WHAT YOU ARE ASKED TO DO
Print the records below once again, exactly as they were given.

TASK INPUTS
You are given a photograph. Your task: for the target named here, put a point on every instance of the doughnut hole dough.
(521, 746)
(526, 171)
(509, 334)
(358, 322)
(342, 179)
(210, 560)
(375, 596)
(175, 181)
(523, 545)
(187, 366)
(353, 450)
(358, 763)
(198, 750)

ANSWER SPACE
You are given a photograph. Your task: for the target named here, put a point on every instance of the doughnut hole dough.
(521, 746)
(526, 171)
(509, 334)
(358, 322)
(342, 179)
(210, 560)
(375, 596)
(175, 181)
(523, 545)
(187, 366)
(353, 450)
(358, 763)
(198, 750)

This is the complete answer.